-- BEGIN Excerpted data --
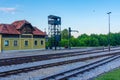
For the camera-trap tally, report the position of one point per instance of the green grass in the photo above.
(113, 75)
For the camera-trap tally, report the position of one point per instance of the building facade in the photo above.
(21, 35)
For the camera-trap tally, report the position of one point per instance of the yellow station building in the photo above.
(21, 35)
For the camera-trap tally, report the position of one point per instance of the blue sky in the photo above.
(86, 16)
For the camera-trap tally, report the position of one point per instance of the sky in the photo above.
(86, 16)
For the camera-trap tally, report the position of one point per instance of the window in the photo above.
(6, 43)
(41, 42)
(15, 43)
(35, 43)
(26, 43)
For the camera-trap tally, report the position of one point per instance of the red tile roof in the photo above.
(13, 28)
(8, 29)
(19, 24)
(38, 32)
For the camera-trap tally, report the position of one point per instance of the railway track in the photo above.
(20, 60)
(23, 70)
(74, 72)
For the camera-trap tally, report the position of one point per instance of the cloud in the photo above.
(8, 9)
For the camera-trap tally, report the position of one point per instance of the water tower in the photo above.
(54, 30)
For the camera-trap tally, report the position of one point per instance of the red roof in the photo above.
(38, 32)
(8, 29)
(13, 28)
(19, 24)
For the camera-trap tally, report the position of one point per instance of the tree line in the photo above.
(92, 40)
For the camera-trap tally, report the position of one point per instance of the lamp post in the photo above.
(109, 30)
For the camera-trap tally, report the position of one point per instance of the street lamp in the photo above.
(109, 30)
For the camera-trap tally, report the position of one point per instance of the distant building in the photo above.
(21, 35)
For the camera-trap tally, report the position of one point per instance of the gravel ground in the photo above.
(41, 73)
(12, 54)
(12, 67)
(97, 71)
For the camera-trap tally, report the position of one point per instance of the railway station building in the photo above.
(21, 35)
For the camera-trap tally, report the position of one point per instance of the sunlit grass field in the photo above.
(113, 75)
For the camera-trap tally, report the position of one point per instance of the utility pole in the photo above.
(109, 30)
(69, 36)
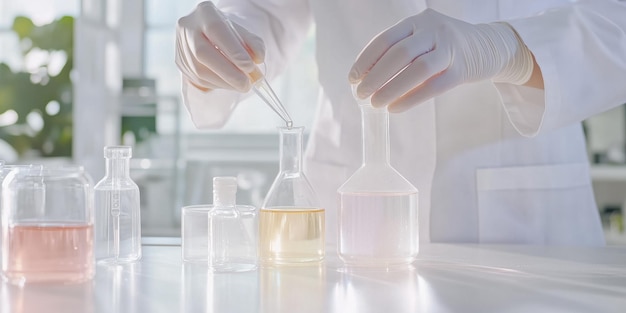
-- END Excerpted data --
Description of the task: How many lines in the records above contain the string "station", matching case exactly? Reply with the number alone.

Task result: 2